Entries shown:
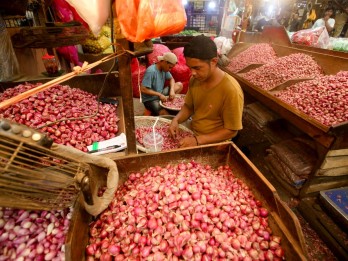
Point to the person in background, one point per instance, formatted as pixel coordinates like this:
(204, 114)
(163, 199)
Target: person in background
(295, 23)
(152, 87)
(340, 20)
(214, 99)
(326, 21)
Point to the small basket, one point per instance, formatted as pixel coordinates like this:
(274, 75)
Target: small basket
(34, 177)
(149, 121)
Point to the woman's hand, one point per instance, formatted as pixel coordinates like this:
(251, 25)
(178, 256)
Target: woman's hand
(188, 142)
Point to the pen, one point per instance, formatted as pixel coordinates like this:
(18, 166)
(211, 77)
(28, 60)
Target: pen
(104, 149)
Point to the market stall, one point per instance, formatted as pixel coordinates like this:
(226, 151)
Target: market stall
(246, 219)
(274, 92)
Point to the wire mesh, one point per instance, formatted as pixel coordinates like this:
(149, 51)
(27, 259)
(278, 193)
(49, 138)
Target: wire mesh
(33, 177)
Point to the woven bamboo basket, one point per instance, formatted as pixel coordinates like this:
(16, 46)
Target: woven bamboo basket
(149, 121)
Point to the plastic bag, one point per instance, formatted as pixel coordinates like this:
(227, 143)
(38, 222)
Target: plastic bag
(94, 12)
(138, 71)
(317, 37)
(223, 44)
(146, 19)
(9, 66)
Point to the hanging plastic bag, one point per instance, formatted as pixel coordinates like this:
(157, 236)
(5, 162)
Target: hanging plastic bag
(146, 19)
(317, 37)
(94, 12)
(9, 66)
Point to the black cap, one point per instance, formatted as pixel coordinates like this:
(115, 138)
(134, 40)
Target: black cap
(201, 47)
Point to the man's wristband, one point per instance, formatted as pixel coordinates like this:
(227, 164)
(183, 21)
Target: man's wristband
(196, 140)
---
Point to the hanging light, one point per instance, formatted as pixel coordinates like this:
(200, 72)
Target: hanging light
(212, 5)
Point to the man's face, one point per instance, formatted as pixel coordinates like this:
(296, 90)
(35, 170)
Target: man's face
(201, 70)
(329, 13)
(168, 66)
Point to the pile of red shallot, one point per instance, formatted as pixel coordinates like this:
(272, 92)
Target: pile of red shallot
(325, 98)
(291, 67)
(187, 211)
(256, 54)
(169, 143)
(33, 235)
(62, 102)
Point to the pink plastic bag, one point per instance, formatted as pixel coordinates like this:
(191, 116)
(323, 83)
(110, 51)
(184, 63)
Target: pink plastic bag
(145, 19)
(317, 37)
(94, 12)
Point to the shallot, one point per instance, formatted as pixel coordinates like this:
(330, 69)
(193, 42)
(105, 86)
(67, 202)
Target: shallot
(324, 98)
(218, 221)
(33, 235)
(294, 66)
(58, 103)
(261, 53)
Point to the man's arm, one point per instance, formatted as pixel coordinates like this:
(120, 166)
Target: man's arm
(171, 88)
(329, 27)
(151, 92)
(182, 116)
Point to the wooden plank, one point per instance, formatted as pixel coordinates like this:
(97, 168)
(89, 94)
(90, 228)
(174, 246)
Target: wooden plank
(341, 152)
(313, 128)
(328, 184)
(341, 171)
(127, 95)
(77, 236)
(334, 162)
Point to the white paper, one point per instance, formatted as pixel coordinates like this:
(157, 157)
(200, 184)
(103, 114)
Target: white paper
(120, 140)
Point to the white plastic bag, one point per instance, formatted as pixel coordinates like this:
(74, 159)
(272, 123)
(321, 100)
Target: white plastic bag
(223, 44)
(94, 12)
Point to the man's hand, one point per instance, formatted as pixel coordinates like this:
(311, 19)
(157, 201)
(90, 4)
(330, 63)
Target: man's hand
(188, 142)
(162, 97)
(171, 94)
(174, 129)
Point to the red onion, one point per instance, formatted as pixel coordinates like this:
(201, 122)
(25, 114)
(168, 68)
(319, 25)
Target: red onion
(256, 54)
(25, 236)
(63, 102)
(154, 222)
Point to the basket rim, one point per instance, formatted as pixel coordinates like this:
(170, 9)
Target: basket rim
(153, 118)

Aim: Pull out every line of the material above that contains the word "onion", treating uppercase and lowercase as different.

Final result:
Point to the red onion, one point per instance, formatted as pixel coordinates like this:
Target: red onion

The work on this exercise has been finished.